Top of Source data
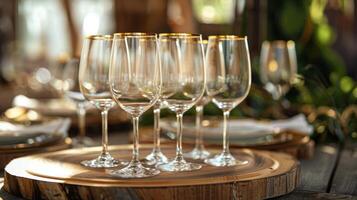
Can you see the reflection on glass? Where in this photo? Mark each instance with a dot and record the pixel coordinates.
(228, 83)
(94, 85)
(199, 151)
(135, 82)
(183, 81)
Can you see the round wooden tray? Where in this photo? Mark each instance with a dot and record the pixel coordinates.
(299, 146)
(59, 175)
(8, 154)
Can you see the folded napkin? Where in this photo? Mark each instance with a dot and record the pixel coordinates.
(57, 126)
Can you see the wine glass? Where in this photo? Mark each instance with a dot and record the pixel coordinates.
(183, 83)
(228, 83)
(277, 66)
(70, 89)
(94, 85)
(199, 151)
(156, 156)
(135, 81)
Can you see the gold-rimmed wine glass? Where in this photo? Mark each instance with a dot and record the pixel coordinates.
(183, 83)
(135, 81)
(199, 152)
(94, 85)
(228, 83)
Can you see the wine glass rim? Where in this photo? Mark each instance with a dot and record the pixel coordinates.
(227, 37)
(99, 37)
(133, 34)
(280, 43)
(180, 35)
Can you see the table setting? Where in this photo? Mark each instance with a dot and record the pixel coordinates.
(175, 71)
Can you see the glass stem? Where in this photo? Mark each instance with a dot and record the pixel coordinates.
(199, 139)
(179, 156)
(225, 132)
(157, 129)
(81, 112)
(135, 157)
(104, 131)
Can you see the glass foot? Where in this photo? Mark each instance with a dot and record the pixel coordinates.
(179, 166)
(197, 154)
(224, 160)
(155, 157)
(135, 170)
(82, 141)
(103, 161)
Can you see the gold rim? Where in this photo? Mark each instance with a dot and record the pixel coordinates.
(281, 43)
(99, 37)
(134, 34)
(227, 37)
(179, 35)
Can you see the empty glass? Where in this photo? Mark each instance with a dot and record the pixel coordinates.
(94, 85)
(183, 82)
(228, 83)
(135, 82)
(156, 156)
(277, 66)
(199, 151)
(70, 87)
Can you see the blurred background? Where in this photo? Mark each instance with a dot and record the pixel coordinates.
(38, 37)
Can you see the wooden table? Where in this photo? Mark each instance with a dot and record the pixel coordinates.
(330, 174)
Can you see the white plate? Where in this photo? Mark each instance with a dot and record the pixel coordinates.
(19, 136)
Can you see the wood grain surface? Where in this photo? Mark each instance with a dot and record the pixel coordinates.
(300, 146)
(59, 175)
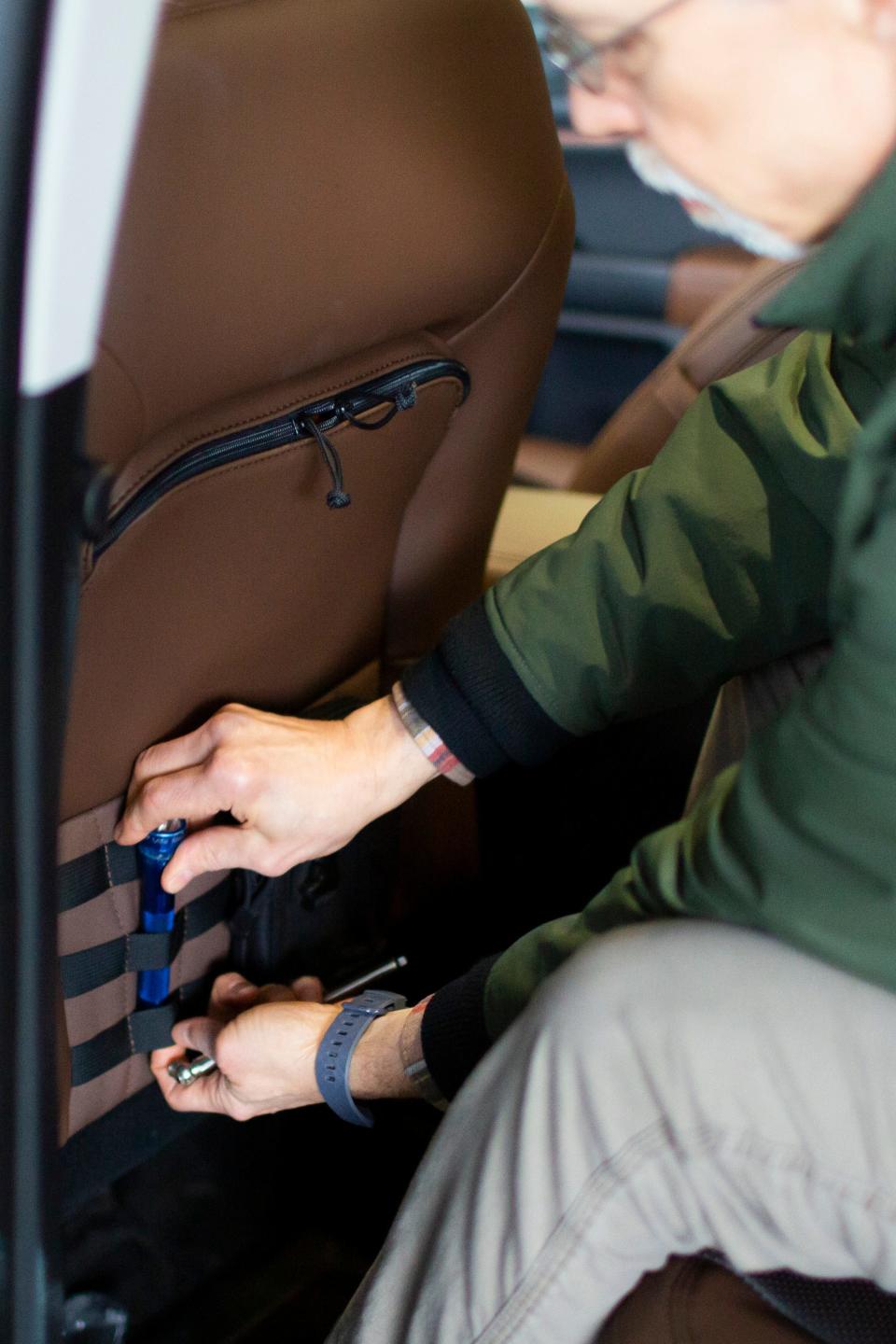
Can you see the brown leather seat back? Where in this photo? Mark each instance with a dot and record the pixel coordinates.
(723, 342)
(324, 195)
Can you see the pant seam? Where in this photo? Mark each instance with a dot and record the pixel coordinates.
(644, 1147)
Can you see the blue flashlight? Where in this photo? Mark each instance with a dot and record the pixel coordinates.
(156, 904)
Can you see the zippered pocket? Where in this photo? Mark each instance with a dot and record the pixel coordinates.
(312, 422)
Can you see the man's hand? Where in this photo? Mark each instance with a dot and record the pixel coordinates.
(265, 1043)
(299, 788)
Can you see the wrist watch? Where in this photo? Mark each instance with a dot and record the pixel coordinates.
(339, 1044)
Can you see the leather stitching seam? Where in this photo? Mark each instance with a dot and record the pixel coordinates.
(259, 418)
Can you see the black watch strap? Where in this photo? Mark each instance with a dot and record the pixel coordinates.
(337, 1047)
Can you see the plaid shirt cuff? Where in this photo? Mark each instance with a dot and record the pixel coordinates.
(427, 739)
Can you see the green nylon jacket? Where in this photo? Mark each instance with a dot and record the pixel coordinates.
(766, 525)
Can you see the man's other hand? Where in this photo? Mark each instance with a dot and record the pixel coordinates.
(265, 1042)
(297, 788)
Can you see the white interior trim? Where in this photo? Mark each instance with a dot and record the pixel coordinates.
(93, 85)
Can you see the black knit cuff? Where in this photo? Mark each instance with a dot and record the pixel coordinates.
(453, 1031)
(470, 693)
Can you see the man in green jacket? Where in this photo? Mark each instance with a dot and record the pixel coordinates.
(657, 1085)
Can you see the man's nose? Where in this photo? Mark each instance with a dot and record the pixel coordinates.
(605, 116)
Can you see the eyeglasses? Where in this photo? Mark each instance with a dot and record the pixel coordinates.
(581, 61)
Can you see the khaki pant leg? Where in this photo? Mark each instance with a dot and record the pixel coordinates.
(693, 1301)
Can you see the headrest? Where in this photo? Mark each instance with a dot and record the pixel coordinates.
(315, 179)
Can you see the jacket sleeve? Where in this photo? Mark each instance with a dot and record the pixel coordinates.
(711, 561)
(715, 559)
(800, 839)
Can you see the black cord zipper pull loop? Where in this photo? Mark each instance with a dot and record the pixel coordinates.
(402, 400)
(337, 497)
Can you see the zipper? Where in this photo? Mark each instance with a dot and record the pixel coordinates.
(312, 422)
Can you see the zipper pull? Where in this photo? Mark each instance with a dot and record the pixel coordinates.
(337, 497)
(402, 400)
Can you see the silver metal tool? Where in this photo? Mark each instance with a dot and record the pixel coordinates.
(367, 979)
(187, 1072)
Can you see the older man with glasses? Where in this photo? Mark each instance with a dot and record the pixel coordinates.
(654, 1087)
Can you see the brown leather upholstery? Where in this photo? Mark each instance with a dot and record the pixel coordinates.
(723, 342)
(321, 194)
(704, 275)
(320, 191)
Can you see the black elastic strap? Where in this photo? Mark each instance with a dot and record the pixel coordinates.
(85, 878)
(144, 1029)
(141, 1031)
(94, 967)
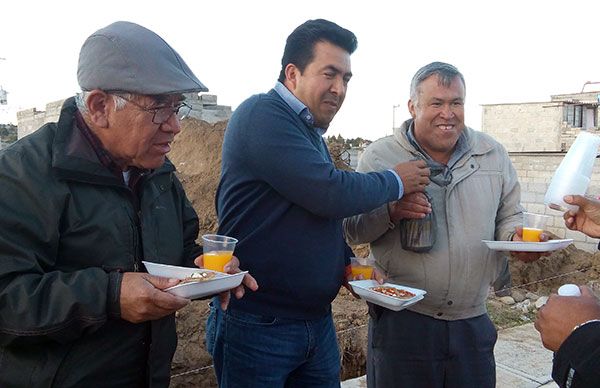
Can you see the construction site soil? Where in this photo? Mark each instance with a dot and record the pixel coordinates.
(196, 154)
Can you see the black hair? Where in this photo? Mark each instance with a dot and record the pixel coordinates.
(299, 47)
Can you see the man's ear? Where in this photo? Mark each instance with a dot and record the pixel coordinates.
(291, 76)
(412, 109)
(99, 104)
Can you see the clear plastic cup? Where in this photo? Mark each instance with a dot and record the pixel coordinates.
(218, 250)
(533, 226)
(362, 266)
(569, 290)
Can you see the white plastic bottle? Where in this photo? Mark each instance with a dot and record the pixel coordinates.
(572, 176)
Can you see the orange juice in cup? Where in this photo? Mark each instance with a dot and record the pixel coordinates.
(218, 250)
(362, 266)
(533, 226)
(216, 260)
(532, 234)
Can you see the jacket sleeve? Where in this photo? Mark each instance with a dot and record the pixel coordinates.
(509, 213)
(368, 227)
(577, 362)
(190, 225)
(293, 164)
(37, 303)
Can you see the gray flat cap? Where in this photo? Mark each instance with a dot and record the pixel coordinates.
(127, 57)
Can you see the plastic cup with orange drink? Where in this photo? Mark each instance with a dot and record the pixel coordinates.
(218, 250)
(533, 226)
(362, 266)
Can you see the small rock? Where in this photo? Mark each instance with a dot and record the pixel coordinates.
(518, 296)
(541, 301)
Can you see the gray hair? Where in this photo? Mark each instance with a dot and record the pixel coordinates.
(81, 101)
(445, 72)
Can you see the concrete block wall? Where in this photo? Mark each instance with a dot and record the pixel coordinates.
(535, 172)
(527, 127)
(29, 120)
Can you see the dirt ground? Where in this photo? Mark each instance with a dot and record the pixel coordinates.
(197, 155)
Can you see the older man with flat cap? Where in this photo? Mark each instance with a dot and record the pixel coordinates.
(83, 202)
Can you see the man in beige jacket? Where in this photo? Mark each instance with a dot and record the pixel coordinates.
(447, 339)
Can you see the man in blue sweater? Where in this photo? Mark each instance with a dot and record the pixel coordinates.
(282, 198)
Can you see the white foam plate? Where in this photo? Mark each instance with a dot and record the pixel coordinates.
(173, 271)
(523, 246)
(194, 290)
(362, 288)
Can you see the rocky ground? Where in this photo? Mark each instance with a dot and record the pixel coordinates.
(197, 155)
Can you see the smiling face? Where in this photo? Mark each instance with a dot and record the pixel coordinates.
(323, 83)
(439, 116)
(132, 139)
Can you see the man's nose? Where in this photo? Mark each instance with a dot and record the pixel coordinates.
(447, 111)
(338, 86)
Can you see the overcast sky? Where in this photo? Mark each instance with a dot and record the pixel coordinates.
(508, 51)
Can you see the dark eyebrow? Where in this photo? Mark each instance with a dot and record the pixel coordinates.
(338, 71)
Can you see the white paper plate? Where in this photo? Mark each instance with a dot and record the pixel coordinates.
(362, 288)
(522, 246)
(173, 271)
(194, 290)
(197, 290)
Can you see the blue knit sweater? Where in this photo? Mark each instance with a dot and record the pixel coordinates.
(282, 198)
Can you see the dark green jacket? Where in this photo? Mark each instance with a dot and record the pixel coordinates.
(67, 233)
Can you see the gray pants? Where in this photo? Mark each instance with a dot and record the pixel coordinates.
(412, 350)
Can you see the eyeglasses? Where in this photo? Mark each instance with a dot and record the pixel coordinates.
(161, 114)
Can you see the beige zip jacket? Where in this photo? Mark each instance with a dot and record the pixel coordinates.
(482, 202)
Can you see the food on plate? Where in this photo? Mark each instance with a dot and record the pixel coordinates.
(393, 292)
(198, 277)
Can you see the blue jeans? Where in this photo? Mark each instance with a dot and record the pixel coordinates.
(251, 350)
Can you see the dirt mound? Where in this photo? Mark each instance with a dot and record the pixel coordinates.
(197, 155)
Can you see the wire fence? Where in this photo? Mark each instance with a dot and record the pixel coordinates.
(355, 328)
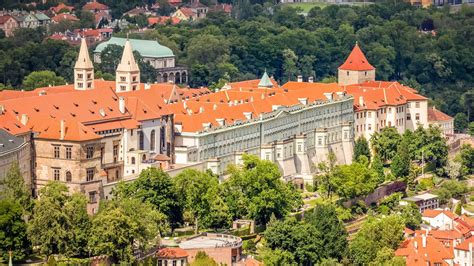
Bottom of Source data
◆ Your instructions
Please return only the lines running from the line with "Can you see the dirt mound?" to the final line of the data, both included, exactly and without any pictures.

◆ Expected answer
Can you see the dirt mound? Where in this photo? Mark each instance with a dot and record the pixel coordinates.
(197, 155)
Can you see the wire fence? Where in this photo? Mark each instance with a dot and record the pixel coordinates.
(355, 328)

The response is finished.